> [What you will do]
1. According to the passage on the Equal Rights Amendment, what percentage of men's pay did women earn on average in 2018?
2. Extend the passage on the Equal Rights Amendment by writing what follows its final sentence.

### Given passage

The state of Virginia has ratified the Equal Rights Amendment that Phyllis Schlafly and a grass-roots women’s movement put to rest in the 1980s.

Amid renewed interest in women’s rights in the #MeToo era, feminists and many others have celebrated this unexpected revival of the ERA, hoping anew that, as filmmaker Ken Burns recently put it, “women may finally be declared equal.” As exciting as this prospect may be, do we really think a gender-blind amendment first conceived in the 1920s can address today’s systemic sexism?

There are at least two reasons we should be wary of this version of the ERA, which states simply (or vaguely): “Equality of rights under the law shall not be denied or abridged by the United States or by any state on account of sex.”

The first is that women already have “equality of rights under the law,” the result of the Civil Rights Act of 1964, which prohibited discrimination (i.e. unequal treatment) on the basis of race, color, religion, national origin and sex — which is all the current ERA promises.

But the Civil Rights Act by itself was not enough to overcome the disadvantages incurred by women’s past exclusion from male jobs and leadership positions. Instead, affirmative action and other policies were necessary to even the playing field for women vis-a-vis men. These gender-conscious policies and programs recognized that women’s experiences, socialization and parental expectations were different from men’s and that those differences had to be taken into account to secure actual equality.

These efforts have been far-ranging: Since Congress passed the ERA in 1972, companies and other organizations have set goals and timetables to hire and promote women into once male positions. They set up mentorship programs to bring women into leadership positions. They instituted more “family-friendly” policies and set up day-care centers to attract talented women. The government has required contractors to seek out businesses owned by women. All of these endeavors have helped women succeed and thrive in domains that were once exclusively male. In 1972, women got paid, on average, 57.9 percent of what men did. In 2018, they earned 81.6 percent of what their male peers did.

Yet the efforts that have spurred such advancements could be seen to discriminate in favor of women, which, on its face, violates the Civil Rights Act and the ERA as it is currently written.

That means these types of policies would be threatened, attacked anew, under a gender-blind constitutional amendment. Just as many people today are suspicious of “colorblind” laws that “don’t see race,” women’s rights supporters should be wary of a new “gender-blind” amendment that does not acknowledge women’s different circumstances. Initiatives to increase the number of female directors, scientists, chief executives, etc., could be more vulnerable to attack. Men have already sued women’s organizations for gender discrimination, and the ERA could encourage more men to sue for “equal treatment.”

######
### Extracted information

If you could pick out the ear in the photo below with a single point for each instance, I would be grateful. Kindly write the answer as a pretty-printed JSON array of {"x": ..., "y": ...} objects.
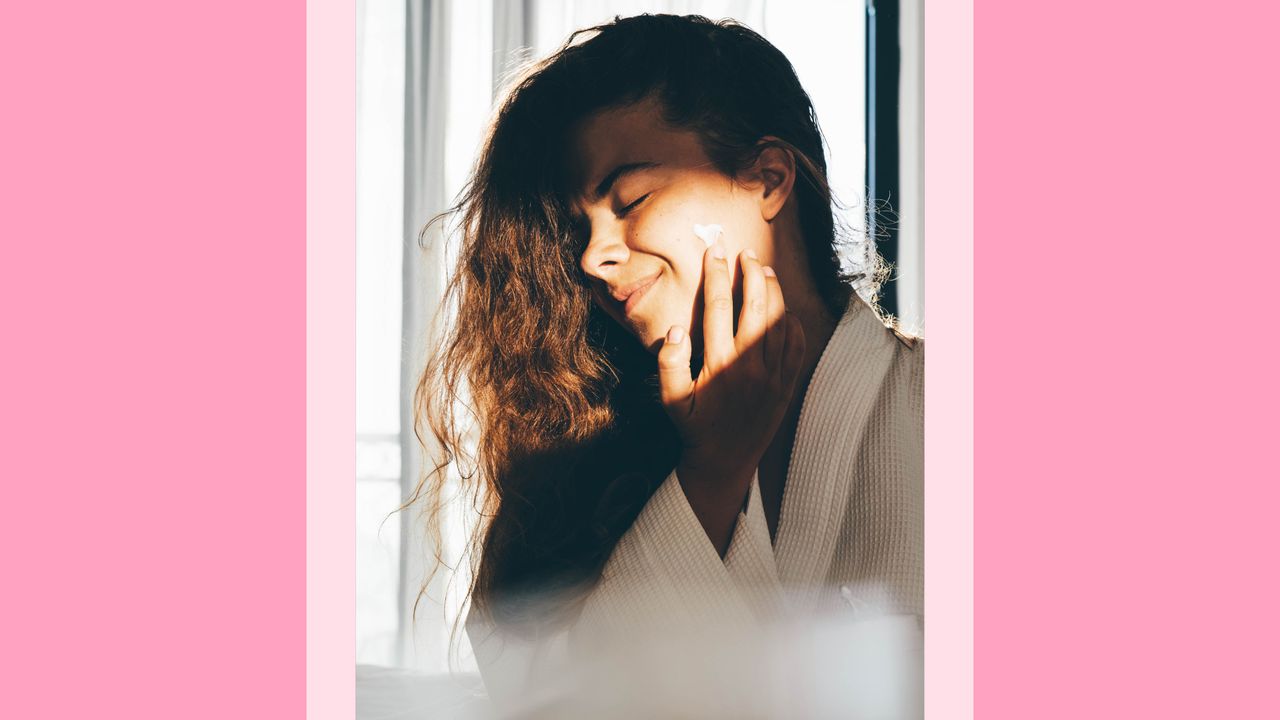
[{"x": 776, "y": 169}]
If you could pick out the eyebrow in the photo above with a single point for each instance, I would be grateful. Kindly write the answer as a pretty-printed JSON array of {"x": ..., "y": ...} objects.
[{"x": 616, "y": 173}]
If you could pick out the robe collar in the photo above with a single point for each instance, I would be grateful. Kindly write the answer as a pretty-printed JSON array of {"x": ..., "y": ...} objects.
[{"x": 833, "y": 417}]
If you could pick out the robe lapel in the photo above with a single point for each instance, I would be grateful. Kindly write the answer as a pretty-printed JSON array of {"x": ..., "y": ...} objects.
[{"x": 832, "y": 418}]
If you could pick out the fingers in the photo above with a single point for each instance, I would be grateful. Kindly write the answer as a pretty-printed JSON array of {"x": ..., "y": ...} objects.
[
  {"x": 718, "y": 347},
  {"x": 675, "y": 381},
  {"x": 775, "y": 320},
  {"x": 754, "y": 313}
]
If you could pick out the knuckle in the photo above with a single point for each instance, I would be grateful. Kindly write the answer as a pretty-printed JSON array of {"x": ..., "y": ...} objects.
[{"x": 721, "y": 302}]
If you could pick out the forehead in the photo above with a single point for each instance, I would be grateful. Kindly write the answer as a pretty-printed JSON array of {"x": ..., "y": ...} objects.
[{"x": 634, "y": 133}]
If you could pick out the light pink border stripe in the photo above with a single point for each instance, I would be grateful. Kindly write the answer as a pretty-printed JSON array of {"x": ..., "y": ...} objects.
[
  {"x": 330, "y": 359},
  {"x": 949, "y": 367}
]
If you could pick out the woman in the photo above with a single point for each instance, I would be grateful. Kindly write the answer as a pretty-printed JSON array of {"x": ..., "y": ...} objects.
[{"x": 648, "y": 295}]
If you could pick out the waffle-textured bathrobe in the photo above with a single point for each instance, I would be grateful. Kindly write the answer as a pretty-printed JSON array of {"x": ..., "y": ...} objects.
[{"x": 849, "y": 542}]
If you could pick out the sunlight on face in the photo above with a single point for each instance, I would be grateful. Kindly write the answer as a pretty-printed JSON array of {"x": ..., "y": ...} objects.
[{"x": 657, "y": 185}]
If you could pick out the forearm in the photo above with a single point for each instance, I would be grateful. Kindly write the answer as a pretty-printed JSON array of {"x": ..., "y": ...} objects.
[{"x": 716, "y": 492}]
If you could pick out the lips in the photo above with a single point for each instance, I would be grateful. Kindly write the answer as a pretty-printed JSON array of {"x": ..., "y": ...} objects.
[{"x": 630, "y": 295}]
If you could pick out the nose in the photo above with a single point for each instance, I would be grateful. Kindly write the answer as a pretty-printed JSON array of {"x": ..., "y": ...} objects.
[{"x": 604, "y": 253}]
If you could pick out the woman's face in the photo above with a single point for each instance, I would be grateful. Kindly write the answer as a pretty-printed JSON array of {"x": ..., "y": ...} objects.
[{"x": 643, "y": 187}]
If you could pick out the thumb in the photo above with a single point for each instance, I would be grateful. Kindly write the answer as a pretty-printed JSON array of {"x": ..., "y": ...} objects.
[{"x": 673, "y": 376}]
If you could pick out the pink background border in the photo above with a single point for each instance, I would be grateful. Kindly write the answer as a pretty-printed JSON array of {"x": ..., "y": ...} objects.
[
  {"x": 1127, "y": 429},
  {"x": 152, "y": 406}
]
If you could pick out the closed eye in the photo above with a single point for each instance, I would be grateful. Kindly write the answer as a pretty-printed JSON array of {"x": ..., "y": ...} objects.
[{"x": 632, "y": 206}]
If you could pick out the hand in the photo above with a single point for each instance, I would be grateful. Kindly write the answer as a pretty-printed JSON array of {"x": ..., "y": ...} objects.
[{"x": 730, "y": 413}]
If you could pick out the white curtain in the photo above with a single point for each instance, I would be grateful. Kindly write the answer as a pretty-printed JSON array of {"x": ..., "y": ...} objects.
[{"x": 428, "y": 72}]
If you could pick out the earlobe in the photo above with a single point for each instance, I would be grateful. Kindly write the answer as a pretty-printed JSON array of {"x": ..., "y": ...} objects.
[{"x": 777, "y": 172}]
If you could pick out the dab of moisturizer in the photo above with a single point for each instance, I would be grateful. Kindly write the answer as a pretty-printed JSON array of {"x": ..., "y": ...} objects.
[{"x": 708, "y": 233}]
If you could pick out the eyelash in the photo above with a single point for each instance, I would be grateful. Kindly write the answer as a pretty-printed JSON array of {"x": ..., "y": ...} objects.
[{"x": 632, "y": 206}]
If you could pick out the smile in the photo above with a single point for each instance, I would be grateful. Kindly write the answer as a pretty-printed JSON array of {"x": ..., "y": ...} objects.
[{"x": 629, "y": 306}]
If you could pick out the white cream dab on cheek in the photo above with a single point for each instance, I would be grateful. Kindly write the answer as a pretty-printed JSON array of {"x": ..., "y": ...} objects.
[{"x": 708, "y": 233}]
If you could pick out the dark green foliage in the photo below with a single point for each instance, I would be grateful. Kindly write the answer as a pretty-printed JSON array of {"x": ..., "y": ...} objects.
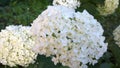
[{"x": 23, "y": 12}]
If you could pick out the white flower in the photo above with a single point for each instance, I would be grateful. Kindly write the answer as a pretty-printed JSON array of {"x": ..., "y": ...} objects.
[
  {"x": 109, "y": 7},
  {"x": 16, "y": 44},
  {"x": 116, "y": 34},
  {"x": 72, "y": 38},
  {"x": 68, "y": 3}
]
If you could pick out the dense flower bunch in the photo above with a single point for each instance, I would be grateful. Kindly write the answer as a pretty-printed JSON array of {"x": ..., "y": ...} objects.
[
  {"x": 16, "y": 44},
  {"x": 116, "y": 34},
  {"x": 109, "y": 7},
  {"x": 71, "y": 38},
  {"x": 68, "y": 3}
]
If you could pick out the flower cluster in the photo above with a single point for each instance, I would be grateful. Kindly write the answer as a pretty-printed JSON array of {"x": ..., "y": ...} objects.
[
  {"x": 71, "y": 38},
  {"x": 109, "y": 8},
  {"x": 116, "y": 34},
  {"x": 16, "y": 44},
  {"x": 68, "y": 3}
]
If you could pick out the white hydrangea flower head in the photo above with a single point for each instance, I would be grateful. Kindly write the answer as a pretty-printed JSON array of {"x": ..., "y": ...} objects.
[
  {"x": 68, "y": 3},
  {"x": 72, "y": 38},
  {"x": 109, "y": 7},
  {"x": 116, "y": 34},
  {"x": 16, "y": 44}
]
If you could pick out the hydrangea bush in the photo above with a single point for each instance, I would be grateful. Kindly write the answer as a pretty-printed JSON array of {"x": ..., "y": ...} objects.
[
  {"x": 16, "y": 44},
  {"x": 65, "y": 35},
  {"x": 68, "y": 3},
  {"x": 116, "y": 34},
  {"x": 71, "y": 38}
]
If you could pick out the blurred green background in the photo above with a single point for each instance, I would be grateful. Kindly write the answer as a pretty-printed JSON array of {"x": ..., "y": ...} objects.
[{"x": 23, "y": 12}]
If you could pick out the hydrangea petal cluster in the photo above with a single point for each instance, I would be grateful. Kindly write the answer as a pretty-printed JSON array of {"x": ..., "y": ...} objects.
[
  {"x": 109, "y": 7},
  {"x": 116, "y": 34},
  {"x": 68, "y": 3},
  {"x": 71, "y": 38},
  {"x": 16, "y": 44}
]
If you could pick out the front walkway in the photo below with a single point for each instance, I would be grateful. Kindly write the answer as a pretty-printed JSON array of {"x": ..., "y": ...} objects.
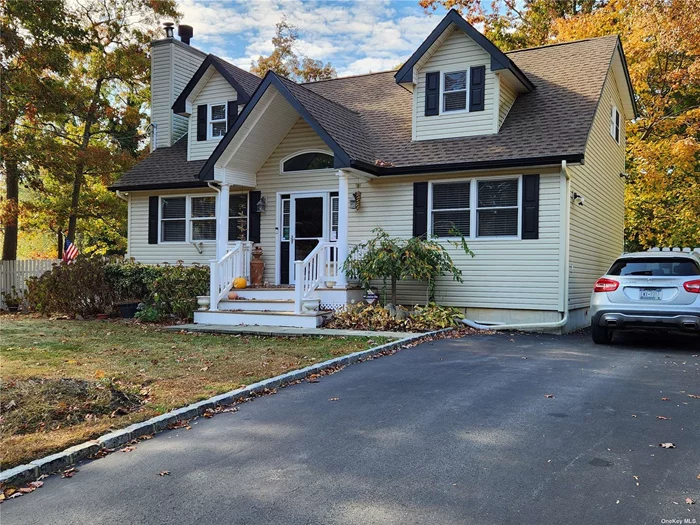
[
  {"x": 454, "y": 431},
  {"x": 285, "y": 331}
]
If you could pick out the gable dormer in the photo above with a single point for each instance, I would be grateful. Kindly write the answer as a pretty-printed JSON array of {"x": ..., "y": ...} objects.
[
  {"x": 462, "y": 84},
  {"x": 211, "y": 101}
]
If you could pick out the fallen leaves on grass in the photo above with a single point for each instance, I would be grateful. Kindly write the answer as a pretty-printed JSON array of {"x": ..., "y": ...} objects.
[{"x": 69, "y": 473}]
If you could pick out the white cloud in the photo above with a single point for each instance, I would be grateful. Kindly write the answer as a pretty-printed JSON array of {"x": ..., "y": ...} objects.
[{"x": 356, "y": 37}]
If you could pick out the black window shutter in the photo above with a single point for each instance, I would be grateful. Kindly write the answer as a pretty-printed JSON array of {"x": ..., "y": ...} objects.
[
  {"x": 432, "y": 94},
  {"x": 531, "y": 206},
  {"x": 253, "y": 216},
  {"x": 153, "y": 220},
  {"x": 202, "y": 122},
  {"x": 231, "y": 113},
  {"x": 420, "y": 209},
  {"x": 477, "y": 88}
]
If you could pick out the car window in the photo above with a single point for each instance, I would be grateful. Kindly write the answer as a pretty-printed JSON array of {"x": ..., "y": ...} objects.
[{"x": 655, "y": 267}]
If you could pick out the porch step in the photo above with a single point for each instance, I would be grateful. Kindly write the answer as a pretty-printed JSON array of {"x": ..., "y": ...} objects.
[
  {"x": 254, "y": 317},
  {"x": 258, "y": 305}
]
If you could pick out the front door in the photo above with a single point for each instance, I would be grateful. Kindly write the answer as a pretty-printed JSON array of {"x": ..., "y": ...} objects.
[{"x": 308, "y": 213}]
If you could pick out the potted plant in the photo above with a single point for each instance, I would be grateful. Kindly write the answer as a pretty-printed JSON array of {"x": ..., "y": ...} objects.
[{"x": 13, "y": 299}]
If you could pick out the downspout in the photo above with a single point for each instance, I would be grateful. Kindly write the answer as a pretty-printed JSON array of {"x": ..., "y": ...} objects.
[{"x": 566, "y": 202}]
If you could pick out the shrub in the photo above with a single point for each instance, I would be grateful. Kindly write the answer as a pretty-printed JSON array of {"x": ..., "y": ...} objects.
[
  {"x": 79, "y": 288},
  {"x": 377, "y": 317},
  {"x": 89, "y": 286},
  {"x": 397, "y": 259},
  {"x": 130, "y": 281},
  {"x": 175, "y": 289}
]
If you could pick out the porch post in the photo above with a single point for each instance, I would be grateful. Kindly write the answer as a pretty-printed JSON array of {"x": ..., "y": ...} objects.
[
  {"x": 222, "y": 222},
  {"x": 343, "y": 203}
]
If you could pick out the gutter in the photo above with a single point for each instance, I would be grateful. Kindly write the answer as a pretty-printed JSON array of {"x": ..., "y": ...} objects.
[{"x": 564, "y": 270}]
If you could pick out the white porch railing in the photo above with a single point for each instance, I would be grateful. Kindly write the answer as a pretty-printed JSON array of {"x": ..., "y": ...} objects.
[
  {"x": 320, "y": 265},
  {"x": 236, "y": 263}
]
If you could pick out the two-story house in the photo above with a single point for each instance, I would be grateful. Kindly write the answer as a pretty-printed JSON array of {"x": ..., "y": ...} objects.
[{"x": 522, "y": 152}]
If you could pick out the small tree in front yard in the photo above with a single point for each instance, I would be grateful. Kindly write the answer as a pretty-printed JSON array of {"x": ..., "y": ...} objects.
[{"x": 395, "y": 259}]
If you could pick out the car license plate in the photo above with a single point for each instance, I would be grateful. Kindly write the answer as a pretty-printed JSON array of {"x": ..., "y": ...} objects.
[{"x": 650, "y": 293}]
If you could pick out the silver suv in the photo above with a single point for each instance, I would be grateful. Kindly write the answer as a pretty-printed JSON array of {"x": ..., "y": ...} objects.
[{"x": 658, "y": 290}]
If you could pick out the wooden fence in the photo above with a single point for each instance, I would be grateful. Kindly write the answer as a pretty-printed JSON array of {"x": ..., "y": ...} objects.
[{"x": 15, "y": 273}]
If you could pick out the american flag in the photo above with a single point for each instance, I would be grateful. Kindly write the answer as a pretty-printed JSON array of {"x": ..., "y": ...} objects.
[{"x": 70, "y": 252}]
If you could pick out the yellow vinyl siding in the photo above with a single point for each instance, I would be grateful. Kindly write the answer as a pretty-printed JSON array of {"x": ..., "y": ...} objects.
[
  {"x": 597, "y": 227},
  {"x": 217, "y": 90},
  {"x": 457, "y": 53}
]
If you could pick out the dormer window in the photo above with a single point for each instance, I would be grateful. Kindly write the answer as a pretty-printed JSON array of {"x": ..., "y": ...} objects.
[
  {"x": 217, "y": 121},
  {"x": 454, "y": 91}
]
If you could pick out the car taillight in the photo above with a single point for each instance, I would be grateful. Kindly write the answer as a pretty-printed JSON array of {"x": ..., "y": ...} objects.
[
  {"x": 605, "y": 285},
  {"x": 692, "y": 286}
]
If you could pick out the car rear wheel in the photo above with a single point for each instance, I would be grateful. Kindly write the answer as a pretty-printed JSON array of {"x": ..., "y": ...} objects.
[{"x": 601, "y": 335}]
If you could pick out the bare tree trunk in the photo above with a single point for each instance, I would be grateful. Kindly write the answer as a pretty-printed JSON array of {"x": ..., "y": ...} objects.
[
  {"x": 9, "y": 243},
  {"x": 80, "y": 166}
]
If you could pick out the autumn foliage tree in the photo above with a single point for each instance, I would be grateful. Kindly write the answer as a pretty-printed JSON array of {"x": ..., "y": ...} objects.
[
  {"x": 93, "y": 130},
  {"x": 661, "y": 39},
  {"x": 285, "y": 61}
]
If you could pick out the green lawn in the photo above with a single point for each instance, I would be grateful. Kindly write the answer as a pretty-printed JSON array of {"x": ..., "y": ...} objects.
[{"x": 64, "y": 381}]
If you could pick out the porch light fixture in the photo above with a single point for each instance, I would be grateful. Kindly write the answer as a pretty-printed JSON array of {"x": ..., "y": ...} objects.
[
  {"x": 261, "y": 205},
  {"x": 355, "y": 200}
]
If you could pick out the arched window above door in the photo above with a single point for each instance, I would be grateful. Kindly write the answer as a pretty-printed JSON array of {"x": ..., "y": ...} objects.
[{"x": 306, "y": 161}]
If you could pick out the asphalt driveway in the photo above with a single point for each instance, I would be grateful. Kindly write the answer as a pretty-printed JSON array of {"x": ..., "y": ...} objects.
[{"x": 454, "y": 431}]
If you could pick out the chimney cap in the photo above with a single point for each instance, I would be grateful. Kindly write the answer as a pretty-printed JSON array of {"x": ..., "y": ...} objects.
[
  {"x": 168, "y": 29},
  {"x": 185, "y": 33}
]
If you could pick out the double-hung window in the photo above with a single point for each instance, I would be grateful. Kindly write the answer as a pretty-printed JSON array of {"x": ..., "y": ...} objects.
[
  {"x": 454, "y": 91},
  {"x": 217, "y": 121},
  {"x": 203, "y": 218},
  {"x": 476, "y": 208},
  {"x": 615, "y": 124},
  {"x": 238, "y": 217},
  {"x": 451, "y": 211},
  {"x": 187, "y": 219},
  {"x": 497, "y": 208},
  {"x": 173, "y": 219}
]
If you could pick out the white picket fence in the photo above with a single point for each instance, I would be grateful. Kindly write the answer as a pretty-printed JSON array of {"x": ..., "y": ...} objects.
[{"x": 15, "y": 273}]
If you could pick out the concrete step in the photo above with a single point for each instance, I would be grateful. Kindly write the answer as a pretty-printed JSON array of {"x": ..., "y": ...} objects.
[
  {"x": 258, "y": 305},
  {"x": 252, "y": 317}
]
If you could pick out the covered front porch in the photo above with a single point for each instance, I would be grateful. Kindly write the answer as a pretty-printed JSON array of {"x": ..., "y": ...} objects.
[{"x": 310, "y": 245}]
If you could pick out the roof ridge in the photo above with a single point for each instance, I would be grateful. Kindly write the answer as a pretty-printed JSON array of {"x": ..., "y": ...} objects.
[
  {"x": 555, "y": 44},
  {"x": 349, "y": 76},
  {"x": 227, "y": 63}
]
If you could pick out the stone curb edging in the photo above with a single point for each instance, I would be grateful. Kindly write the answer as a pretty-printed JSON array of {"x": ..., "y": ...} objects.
[{"x": 55, "y": 462}]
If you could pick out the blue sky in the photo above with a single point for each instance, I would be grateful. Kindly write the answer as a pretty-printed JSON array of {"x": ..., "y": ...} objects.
[{"x": 355, "y": 36}]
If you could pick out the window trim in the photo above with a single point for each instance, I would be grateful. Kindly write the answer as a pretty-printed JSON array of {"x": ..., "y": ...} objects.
[
  {"x": 442, "y": 92},
  {"x": 211, "y": 121},
  {"x": 302, "y": 152},
  {"x": 473, "y": 201},
  {"x": 616, "y": 126},
  {"x": 188, "y": 217}
]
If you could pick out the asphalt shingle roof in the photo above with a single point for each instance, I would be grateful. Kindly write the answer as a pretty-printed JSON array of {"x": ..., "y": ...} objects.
[
  {"x": 370, "y": 118},
  {"x": 164, "y": 168}
]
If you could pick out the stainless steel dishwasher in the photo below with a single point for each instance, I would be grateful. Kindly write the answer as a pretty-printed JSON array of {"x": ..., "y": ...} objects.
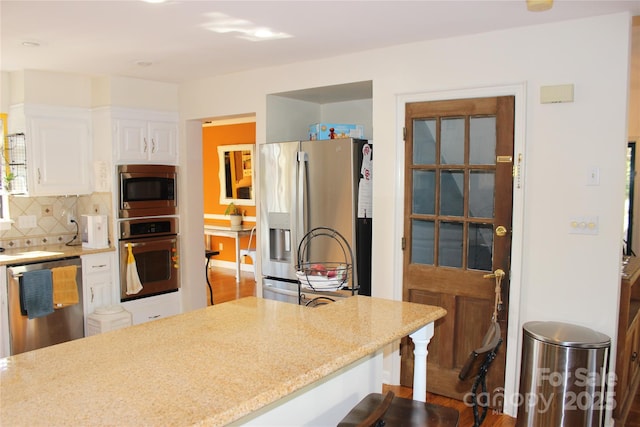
[{"x": 64, "y": 324}]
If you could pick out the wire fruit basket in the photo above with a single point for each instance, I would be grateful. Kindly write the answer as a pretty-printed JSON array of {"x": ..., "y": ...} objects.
[{"x": 326, "y": 275}]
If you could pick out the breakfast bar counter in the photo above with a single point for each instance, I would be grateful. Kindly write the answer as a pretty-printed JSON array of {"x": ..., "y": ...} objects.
[{"x": 214, "y": 366}]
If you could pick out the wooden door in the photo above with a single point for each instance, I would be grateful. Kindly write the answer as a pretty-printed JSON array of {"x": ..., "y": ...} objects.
[{"x": 457, "y": 229}]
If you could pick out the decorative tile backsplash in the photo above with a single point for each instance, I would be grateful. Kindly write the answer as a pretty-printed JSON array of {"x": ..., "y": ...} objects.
[{"x": 51, "y": 218}]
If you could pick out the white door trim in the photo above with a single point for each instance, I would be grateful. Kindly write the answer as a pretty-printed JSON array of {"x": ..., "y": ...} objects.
[{"x": 513, "y": 338}]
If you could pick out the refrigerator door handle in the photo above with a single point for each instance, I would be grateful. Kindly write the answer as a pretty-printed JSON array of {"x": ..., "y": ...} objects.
[{"x": 302, "y": 201}]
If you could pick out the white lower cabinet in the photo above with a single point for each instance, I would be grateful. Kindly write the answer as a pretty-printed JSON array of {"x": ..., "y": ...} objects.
[
  {"x": 99, "y": 285},
  {"x": 154, "y": 308}
]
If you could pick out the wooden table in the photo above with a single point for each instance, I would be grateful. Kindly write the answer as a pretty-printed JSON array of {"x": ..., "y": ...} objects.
[
  {"x": 250, "y": 361},
  {"x": 227, "y": 231}
]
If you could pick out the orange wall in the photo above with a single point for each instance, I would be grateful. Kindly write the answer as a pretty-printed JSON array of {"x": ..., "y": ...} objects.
[{"x": 212, "y": 137}]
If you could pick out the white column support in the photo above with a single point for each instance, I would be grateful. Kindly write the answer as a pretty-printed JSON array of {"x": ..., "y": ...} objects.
[{"x": 421, "y": 339}]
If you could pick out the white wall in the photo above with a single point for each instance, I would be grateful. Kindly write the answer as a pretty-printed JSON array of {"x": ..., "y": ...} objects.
[{"x": 564, "y": 277}]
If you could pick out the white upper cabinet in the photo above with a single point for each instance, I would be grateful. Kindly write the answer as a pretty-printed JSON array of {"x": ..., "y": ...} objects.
[
  {"x": 58, "y": 144},
  {"x": 146, "y": 141}
]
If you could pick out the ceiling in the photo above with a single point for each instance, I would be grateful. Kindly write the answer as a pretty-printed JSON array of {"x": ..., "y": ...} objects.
[{"x": 174, "y": 41}]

######

> [Answers to the exercise]
1. 81.6 percent

2.
The scope and meaning of a ratified ERA would, of course, be decided by a much more conservative Supreme Court than the ones that have previously upheld affirmative action and diversity measures — and it is worth noting that the court has increasingly narrowed what these measures can be, even before its latest turn right. An amendment would be much harder to repeal than a law, if those decisions proved harmful to women.

The second concern ERA supporters should consider is the amendment’s use of the term “sex,” which typically refers to the biological differences between men and women. When the amendment was conceived in the 1920s, the term “gender,” meaning the socially constructed roles or identities accompanying one’s biological sex, was not yet in common usage. Interestingly, however, the authors of the 1972 version of the ERA kept the word “sex” and did not replace it with “gender.”

This wording would seem to exclude categories such as gender expression, gender identity, genderqueer and non-binary, which would fall under the broader term of “gender.” Where transgender people would fall under this wording could, it seems, depend on their transition status. One could argue that sex and gender are interchangeable, of course, but others might argue for a strictly biological category, which would privilege cisgender women. Again, it would depend on how the Supreme Court interprets the term. Either way, the arguments about these terms (should the ERA proceed) would create yet another wedge issue among progressives and women that could be easily exploited by the right.

The ERA was a noble dream that inspired a variety of women’s movements to achieve much of what they sought through legislation, consciousness-raising and cultural revolution over the past half-century. It offers nothing that can resolve or lessen the current climate of misogyny, the double-bind of women who seek leadership positions (perceived as either too nice or too grasping), the ambiguities of harassment, the persistence of stereotypes or pay disparity. What it will probably do is make it more difficult to actually address any of those concerns.